Robot Research Initiative (RRI) is a research institute dedicated to advanced robotics research. It is an affiliated organization of Chonnam National University in Gwangju, Republic of Korea. Prof. Jong Oh Park moved from the Korea Institute of Science and Technology to Chonnam National University in early 2005 and established RRI in March 2008, where he is still actively in charge. RRI is currently a leading institute in the medical robotics field, especially in the area of biomedical micro/nano robotics. RRI is one of the largest institutions among university robotics laboratories in Korea and competes globally.

The current research focuses of RRI are biomedical micro/nano robotics, surgery robotics, cable robotics, and so on. The Korean government invests roughly 200 million USD annually in the Korean robotics industry, and almost 90% of this budget is designated for R&D. RRI has been actively involved in the government-funded R&D projects. After an over 10-year investment in personal service robotics, as well as IT–based ubiquitous robotics, the government has been strategically investing in medical robotics for the past 6 years. The biomedical micro/nano robotics field in Korea has been exclusively initiated by RRI, and the reputation and status of RRI is currently stable.

The global networking of RRI is mostly focused on biomedical micro/nano robotics, covering engineering and scientific approaches. Prof. Park and his staff have led both government- and industry-funded R&D robotics projects. As the industry partners Samsung Electronics, Hyundai Motors, Daewoo Motors, and DSME.

- Dataset excerpts -
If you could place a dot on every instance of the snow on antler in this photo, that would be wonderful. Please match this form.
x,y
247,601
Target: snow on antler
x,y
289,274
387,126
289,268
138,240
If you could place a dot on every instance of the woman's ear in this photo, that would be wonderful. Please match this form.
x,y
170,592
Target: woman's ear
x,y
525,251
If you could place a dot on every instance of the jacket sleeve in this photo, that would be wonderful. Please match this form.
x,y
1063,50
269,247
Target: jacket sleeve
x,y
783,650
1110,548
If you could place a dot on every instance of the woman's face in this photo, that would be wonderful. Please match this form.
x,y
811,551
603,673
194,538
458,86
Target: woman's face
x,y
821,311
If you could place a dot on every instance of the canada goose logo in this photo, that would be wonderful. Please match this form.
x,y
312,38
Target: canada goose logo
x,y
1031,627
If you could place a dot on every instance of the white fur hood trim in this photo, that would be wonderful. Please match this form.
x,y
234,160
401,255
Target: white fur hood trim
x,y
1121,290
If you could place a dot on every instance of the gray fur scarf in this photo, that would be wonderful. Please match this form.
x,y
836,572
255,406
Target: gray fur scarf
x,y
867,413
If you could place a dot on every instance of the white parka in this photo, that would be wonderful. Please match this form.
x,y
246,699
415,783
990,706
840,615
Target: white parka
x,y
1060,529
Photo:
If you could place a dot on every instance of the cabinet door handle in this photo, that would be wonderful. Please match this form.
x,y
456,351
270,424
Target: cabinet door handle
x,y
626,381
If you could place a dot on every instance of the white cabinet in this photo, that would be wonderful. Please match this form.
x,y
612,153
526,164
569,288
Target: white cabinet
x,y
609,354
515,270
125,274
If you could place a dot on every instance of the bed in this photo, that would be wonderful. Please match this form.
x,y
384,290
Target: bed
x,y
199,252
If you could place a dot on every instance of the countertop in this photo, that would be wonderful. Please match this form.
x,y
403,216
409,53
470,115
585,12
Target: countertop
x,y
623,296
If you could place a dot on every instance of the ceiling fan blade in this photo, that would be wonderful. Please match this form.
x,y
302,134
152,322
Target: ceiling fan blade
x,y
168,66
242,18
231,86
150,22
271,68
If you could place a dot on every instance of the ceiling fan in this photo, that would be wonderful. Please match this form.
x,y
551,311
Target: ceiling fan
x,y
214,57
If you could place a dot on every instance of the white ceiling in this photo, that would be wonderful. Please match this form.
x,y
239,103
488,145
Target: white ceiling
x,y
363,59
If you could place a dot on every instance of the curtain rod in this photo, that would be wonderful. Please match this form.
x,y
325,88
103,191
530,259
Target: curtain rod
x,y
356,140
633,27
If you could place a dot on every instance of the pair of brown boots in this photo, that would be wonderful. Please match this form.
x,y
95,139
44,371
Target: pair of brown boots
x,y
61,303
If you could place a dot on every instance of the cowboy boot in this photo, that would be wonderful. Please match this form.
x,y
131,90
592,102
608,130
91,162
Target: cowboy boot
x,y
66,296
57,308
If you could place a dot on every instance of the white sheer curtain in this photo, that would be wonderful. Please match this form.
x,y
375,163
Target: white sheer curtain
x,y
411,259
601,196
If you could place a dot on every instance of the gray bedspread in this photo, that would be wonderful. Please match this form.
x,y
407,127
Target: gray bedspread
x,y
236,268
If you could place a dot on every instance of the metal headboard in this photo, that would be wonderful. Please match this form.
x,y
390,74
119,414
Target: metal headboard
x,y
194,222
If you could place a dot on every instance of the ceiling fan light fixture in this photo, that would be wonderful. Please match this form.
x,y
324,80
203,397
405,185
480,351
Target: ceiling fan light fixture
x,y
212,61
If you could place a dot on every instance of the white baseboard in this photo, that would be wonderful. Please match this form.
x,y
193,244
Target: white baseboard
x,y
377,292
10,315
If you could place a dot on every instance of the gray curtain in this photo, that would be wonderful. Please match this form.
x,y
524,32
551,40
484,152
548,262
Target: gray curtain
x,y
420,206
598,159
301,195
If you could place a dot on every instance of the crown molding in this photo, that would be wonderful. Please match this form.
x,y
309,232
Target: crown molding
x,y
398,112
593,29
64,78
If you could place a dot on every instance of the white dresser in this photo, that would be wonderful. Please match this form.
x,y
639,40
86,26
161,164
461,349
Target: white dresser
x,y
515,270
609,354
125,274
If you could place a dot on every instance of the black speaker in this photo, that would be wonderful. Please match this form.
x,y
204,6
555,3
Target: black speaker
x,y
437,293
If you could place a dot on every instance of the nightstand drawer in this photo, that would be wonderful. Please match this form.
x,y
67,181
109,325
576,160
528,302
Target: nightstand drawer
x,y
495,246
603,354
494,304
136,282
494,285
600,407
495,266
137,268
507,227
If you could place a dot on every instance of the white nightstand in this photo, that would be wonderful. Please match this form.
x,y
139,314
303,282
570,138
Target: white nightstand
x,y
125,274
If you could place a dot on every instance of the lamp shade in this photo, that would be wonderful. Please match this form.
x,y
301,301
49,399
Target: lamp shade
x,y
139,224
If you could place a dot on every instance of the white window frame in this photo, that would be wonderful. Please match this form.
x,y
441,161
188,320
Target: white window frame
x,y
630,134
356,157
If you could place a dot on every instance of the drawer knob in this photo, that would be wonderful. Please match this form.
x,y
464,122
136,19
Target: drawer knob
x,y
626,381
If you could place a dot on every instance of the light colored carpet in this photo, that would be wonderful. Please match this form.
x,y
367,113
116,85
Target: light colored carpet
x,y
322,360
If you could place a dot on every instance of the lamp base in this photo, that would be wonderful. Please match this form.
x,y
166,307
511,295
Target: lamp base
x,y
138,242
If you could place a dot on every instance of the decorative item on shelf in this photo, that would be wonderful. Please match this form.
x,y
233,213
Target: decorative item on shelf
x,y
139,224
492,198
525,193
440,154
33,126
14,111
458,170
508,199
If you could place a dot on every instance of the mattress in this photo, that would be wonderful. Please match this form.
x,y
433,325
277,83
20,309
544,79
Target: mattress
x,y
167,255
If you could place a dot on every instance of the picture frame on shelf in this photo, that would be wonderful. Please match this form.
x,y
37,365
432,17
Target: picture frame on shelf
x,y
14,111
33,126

- What you will do -
(a) Answer these questions using the passage about the Robot Research Initiative:
(i) In what month and year did Prof. Jong Oh Park establish RRI?
(ii) Roughly how much does the Korean government invest in the Korean robotics industry each year?
(iii) On which field is the global networking of RRI mostly focused?
(b) Resume the passage about the Robot Research Initiative, picking up after its final sentence.
The rows play no part in what comes next.

- Expected outputs -
(a)
(i) March 2008
(ii) Roughly 200 million USD
(iii) Biomedical micro/nano robotics

(b)
==History==

The Robot Research Initiative was established at the building of engineering 1A, Chonnam National University in March 2008. As a director of the Robot Research Initiative, Professor Jong Oh Park was nominated a month later.

In year 2008, Robot Research Initiative signed MOU for mutual cooperation with KIST Europe, Dario Lab in Scuola Superior Sant’Anna in Italy and Sitti Lab in Carnegie Mellon University. In year 2010, Robot Research Initiative announced ‘Development of Biomedical Microrobot for Intravascular Therapy'’ to the public. Also, ‘Pioneer research center for bacteriobot’ and ‘Space Robot Research Center’ was opened. As of March 2011, Prof. Jong Oh Park signed MOU for mutual cooperation with centern for Micro-Nano Mechatronics, Nagoya University(CMM), Japan and Fondazione Instituto Italiano di Tecnologia(IIT). In year 2012, MOU for mutual cooperation was signed with Fraunhofer-Gesellschaft and Fraunhofer-IPA, and with National Science Foundation-founded Materials Research Science and Engineering Centre of Brandeis University. Also, March 2013, MOU with Yanbian University of Science&Technology(Mechanical Material Automation Engineering) was made. In June, Cooperation agreement with Fraunhofer-Gesellschaft and Fraunhofer-IPA was made as well a year later of its MOU. Recently, Robot Research Initiative signed MOU with Daewoo Shipbuilding & Marine Enhoneeting Co., LTD. in April, 2014.

==Laboratories==
- Intravascular therapeutic Microbot Lab - Microrobot moving controlled through blood vessel for drug delivery and treatment of coronary artery disease such as CTO(chronic total occlusion) and thrombus. The lab achieved the world's first microrobot navigation through artery in a live pig.
- Bacteria-based Biomedical Microbot Lab - Development of the fundamental technology for intelligent theragnostic bacteria-based microrobot.(Using bacteria with the abilities such as active movement, fluorescence expression, recombination and replication)
- Telesurgical robot for brain surgery Lab - Development of an Articulated multi-DOF Manipulator for Minimal Invasive Surgery.(Master and Slave System with force reflection control & image guided surgical robot system)
- Robotic Couch for Heavy Ion Therapy Lab - Development of a Novel Robotic Couch System to adjust Patient's position to treat using Heavy Ion Therapy. (An articulated robotic arm to carry a human & respiration synchronization method)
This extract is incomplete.